-- Supplied data follows --

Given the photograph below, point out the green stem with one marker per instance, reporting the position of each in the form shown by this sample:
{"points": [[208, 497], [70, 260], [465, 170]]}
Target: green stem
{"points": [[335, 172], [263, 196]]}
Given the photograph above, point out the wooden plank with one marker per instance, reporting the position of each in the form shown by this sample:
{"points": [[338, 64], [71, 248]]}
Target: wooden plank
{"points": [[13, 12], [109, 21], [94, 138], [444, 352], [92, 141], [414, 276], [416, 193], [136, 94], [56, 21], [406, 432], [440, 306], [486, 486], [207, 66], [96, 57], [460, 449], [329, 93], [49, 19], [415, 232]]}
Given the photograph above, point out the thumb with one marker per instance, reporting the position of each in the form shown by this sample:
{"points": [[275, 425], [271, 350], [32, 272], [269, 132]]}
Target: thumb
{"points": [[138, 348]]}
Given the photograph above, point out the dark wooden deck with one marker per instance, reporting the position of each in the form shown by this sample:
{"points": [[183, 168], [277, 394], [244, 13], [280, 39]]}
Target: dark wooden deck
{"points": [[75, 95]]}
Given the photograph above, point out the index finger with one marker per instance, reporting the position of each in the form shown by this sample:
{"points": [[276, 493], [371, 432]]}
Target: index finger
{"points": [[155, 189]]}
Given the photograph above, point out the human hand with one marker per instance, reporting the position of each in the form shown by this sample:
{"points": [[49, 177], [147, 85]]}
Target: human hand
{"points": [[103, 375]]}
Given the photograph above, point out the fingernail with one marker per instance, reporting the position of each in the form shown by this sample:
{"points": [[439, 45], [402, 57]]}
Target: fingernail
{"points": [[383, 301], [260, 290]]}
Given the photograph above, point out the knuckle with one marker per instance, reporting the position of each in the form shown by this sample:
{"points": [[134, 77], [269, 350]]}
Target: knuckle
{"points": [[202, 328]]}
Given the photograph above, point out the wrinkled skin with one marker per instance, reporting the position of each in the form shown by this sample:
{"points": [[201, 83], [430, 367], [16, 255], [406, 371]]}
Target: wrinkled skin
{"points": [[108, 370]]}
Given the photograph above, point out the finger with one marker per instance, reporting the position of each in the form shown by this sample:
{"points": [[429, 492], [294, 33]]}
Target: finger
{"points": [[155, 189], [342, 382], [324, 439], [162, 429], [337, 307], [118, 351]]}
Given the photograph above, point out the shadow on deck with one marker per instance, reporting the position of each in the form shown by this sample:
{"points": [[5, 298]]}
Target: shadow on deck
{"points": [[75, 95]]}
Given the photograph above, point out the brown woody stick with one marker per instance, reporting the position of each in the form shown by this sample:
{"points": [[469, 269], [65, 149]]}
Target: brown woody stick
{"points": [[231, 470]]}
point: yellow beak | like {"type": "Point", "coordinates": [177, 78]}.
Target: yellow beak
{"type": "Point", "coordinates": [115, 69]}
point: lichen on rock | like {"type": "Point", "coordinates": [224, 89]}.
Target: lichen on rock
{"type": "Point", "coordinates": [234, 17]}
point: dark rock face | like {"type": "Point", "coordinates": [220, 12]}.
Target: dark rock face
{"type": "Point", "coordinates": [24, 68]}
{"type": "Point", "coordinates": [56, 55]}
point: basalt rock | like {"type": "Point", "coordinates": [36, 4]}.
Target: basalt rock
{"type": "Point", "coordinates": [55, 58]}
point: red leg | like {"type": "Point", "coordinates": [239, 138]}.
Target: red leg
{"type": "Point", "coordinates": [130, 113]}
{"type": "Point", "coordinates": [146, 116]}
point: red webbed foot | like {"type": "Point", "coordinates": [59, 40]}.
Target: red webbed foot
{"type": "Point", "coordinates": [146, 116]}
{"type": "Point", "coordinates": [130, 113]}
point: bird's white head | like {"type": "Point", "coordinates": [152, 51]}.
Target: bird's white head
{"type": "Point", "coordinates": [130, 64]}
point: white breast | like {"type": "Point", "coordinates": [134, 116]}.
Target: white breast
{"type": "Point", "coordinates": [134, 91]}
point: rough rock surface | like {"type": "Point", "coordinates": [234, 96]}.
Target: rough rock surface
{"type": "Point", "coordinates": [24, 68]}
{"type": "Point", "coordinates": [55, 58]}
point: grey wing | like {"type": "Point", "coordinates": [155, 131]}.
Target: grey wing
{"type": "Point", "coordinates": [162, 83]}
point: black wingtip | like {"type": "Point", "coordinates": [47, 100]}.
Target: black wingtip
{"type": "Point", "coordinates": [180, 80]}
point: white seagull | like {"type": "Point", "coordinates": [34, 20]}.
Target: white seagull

-- Supplied data concluded --

_Exercise_
Give all of the entries again, exactly.

_Problem solution_
Given the photograph below, point out the green stem with one marker per instance, reporting the position of each in the form shown by this sample:
{"points": [[208, 497], [70, 260], [465, 170]]}
Target: green stem
{"points": [[335, 172], [263, 196]]}
Given the photograph above, point out the wooden plank with one marker per instance, reporting the position of each in the form shown by this sample:
{"points": [[338, 64], [71, 248]]}
Target: wooden plank
{"points": [[13, 12], [109, 21], [94, 138], [444, 352], [92, 141], [414, 276], [416, 193], [136, 94], [56, 21], [406, 432], [440, 306], [486, 486], [207, 66], [96, 57], [460, 449], [329, 93], [49, 19], [415, 232]]}
Given the photograph above, point out the thumb with one marker per instance, reporting the position of each in the form shown by this sample:
{"points": [[275, 425], [271, 350], [32, 272], [269, 132]]}
Target: thumb
{"points": [[138, 348]]}
Given the photograph above, point out the dark wooden deck with one marker per instance, reporting the position of each in the form shown by this sample:
{"points": [[183, 168], [277, 394], [244, 13], [280, 39]]}
Target: dark wooden deck
{"points": [[75, 95]]}
Given the photograph above, point out the index finger with one marker per instance, reporting the position of each in the form shown by this sample:
{"points": [[276, 493], [371, 432]]}
Target: index finger
{"points": [[155, 189]]}
Given the photograph above, point out the human hand with one marker per instance, reporting the position of each in the form shown by this sample:
{"points": [[49, 177], [147, 85]]}
Target: human hand
{"points": [[103, 375]]}
Given the photograph above, point out the fingernail with one marker per instance, reporting the position of each in the form shown by this sample:
{"points": [[439, 45], [402, 57]]}
Target: fingernail
{"points": [[383, 301], [260, 290]]}
Given the photograph above, point out the knuckle with one marker per instance, reporting the position of each in the form shown by this sample:
{"points": [[134, 77], [269, 350]]}
Target: knuckle
{"points": [[202, 328]]}
Given the photograph above, point out the wrinkled skin with one marker per instance, reporting the position of each in the form shown by this sample:
{"points": [[201, 83], [430, 367], [16, 255], [406, 371]]}
Target: wrinkled skin
{"points": [[108, 370]]}
Given the photograph above, point out the finger with one marker per instance, reporting the position of each in the form shown by this sample:
{"points": [[429, 492], [294, 33]]}
Target: finger
{"points": [[155, 189], [342, 382], [324, 439], [162, 429], [337, 307], [118, 351]]}
Given the photograph above, point out the shadow on deck with one marker per instance, reporting the position of each in the form shown by this sample:
{"points": [[5, 298]]}
Target: shadow on deck
{"points": [[75, 95]]}
Given the photograph above, point out the brown woody stick with one marker per instance, reporting the position of each in the form shown by this sample:
{"points": [[469, 269], [65, 149]]}
Target: brown woody stick
{"points": [[231, 470]]}
point: yellow beak | like {"type": "Point", "coordinates": [177, 78]}.
Target: yellow beak
{"type": "Point", "coordinates": [115, 69]}
point: lichen on rock | like {"type": "Point", "coordinates": [224, 89]}.
Target: lichen on rock
{"type": "Point", "coordinates": [234, 17]}
point: dark rock face | like {"type": "Point", "coordinates": [220, 12]}.
Target: dark rock face
{"type": "Point", "coordinates": [24, 68]}
{"type": "Point", "coordinates": [56, 55]}
point: basalt rock | like {"type": "Point", "coordinates": [36, 4]}.
Target: basalt rock
{"type": "Point", "coordinates": [55, 58]}
point: red leg | like {"type": "Point", "coordinates": [239, 138]}.
Target: red leg
{"type": "Point", "coordinates": [130, 113]}
{"type": "Point", "coordinates": [146, 116]}
point: red webbed foot | like {"type": "Point", "coordinates": [59, 40]}.
Target: red webbed foot
{"type": "Point", "coordinates": [146, 116]}
{"type": "Point", "coordinates": [130, 113]}
point: bird's white head | like {"type": "Point", "coordinates": [152, 51]}.
Target: bird's white head
{"type": "Point", "coordinates": [130, 64]}
point: white breast | like {"type": "Point", "coordinates": [134, 116]}.
Target: white breast
{"type": "Point", "coordinates": [134, 91]}
point: rough rock surface | like {"type": "Point", "coordinates": [234, 96]}.
Target: rough rock surface
{"type": "Point", "coordinates": [24, 68]}
{"type": "Point", "coordinates": [55, 58]}
point: grey wing | like {"type": "Point", "coordinates": [155, 131]}.
Target: grey wing
{"type": "Point", "coordinates": [162, 83]}
point: black wingtip | like {"type": "Point", "coordinates": [47, 100]}.
Target: black wingtip
{"type": "Point", "coordinates": [180, 80]}
point: white seagull | like {"type": "Point", "coordinates": [34, 20]}.
Target: white seagull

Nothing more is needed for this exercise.